▶ **Extracted information**:
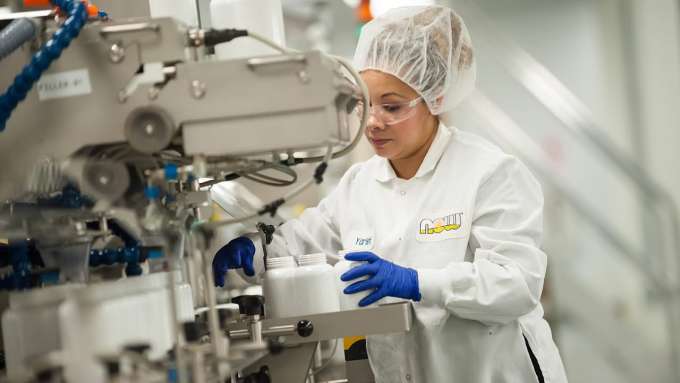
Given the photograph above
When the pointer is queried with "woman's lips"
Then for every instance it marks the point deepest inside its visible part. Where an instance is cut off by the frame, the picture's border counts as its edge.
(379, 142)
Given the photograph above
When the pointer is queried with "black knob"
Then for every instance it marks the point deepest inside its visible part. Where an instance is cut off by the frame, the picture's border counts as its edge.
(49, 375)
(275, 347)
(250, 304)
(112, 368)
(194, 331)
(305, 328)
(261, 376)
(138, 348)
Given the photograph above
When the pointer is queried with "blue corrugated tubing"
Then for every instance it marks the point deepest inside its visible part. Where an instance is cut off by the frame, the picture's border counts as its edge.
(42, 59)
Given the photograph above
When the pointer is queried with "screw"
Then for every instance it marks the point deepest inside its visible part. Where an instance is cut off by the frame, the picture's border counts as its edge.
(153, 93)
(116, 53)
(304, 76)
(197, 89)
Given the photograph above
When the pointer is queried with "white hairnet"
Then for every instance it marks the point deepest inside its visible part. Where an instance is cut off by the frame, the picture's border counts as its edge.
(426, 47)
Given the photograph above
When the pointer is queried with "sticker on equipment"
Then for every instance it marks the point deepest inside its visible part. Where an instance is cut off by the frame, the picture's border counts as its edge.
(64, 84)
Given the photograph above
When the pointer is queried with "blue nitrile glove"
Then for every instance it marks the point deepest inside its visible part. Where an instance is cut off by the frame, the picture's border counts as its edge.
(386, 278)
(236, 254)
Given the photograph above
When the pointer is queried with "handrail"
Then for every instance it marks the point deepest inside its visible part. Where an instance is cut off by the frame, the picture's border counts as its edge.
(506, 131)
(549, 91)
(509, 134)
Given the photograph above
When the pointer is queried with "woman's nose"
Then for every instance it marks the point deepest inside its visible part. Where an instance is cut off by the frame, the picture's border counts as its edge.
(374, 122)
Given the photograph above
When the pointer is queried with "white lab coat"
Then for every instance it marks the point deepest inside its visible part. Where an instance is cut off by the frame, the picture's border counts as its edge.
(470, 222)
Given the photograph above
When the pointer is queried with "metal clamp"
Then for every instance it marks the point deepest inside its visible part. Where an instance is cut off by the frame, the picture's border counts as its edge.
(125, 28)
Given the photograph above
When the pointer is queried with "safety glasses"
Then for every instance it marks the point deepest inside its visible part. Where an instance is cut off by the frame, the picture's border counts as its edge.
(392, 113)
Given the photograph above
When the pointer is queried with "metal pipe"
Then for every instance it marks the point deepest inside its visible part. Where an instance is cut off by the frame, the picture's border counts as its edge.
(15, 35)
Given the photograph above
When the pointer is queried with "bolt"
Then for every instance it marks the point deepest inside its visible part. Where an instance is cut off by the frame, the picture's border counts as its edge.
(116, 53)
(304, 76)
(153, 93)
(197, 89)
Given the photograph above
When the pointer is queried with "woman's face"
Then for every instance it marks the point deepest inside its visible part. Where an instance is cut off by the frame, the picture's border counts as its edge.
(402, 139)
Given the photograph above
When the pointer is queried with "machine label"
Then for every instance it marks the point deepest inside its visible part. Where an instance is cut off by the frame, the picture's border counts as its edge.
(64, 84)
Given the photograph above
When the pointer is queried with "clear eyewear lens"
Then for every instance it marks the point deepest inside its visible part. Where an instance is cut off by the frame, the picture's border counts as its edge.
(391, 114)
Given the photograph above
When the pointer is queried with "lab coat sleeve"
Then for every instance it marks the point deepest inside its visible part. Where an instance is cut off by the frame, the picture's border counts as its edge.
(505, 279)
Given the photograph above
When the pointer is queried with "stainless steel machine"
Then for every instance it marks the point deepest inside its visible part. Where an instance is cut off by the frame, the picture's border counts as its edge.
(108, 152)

---

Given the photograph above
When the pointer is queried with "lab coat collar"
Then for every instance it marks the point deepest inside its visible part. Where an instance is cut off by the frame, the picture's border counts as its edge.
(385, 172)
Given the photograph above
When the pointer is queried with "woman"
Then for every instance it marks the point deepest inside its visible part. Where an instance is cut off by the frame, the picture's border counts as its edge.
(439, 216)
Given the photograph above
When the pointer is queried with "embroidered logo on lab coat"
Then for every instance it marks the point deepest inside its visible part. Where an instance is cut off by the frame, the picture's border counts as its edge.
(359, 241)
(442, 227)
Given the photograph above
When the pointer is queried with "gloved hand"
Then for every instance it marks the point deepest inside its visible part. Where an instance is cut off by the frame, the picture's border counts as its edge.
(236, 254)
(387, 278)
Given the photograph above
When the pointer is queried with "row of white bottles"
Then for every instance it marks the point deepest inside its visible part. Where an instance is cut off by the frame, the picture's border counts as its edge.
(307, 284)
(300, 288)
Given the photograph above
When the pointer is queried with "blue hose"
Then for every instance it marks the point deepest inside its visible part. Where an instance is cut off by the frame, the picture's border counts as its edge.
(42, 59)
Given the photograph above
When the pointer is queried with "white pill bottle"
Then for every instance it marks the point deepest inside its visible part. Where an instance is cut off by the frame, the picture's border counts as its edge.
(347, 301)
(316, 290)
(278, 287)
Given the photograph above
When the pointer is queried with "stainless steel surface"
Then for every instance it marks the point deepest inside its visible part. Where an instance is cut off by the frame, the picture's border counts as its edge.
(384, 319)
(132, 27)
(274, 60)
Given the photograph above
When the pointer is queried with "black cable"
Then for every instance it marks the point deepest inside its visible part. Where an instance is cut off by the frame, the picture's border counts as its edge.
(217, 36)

▶ **Written task**: Pull out each line above that contains the string "coat" and copy it unchanged. Matching is case-sensitive.

▶ **Answer to the exercise**:
When the pointer is queried with "white lab coat"
When the pointer is queried with "lab coat sleeve"
When the pointer is queried with "lab coat collar"
When the pointer is queried with "embroidered logo on lab coat"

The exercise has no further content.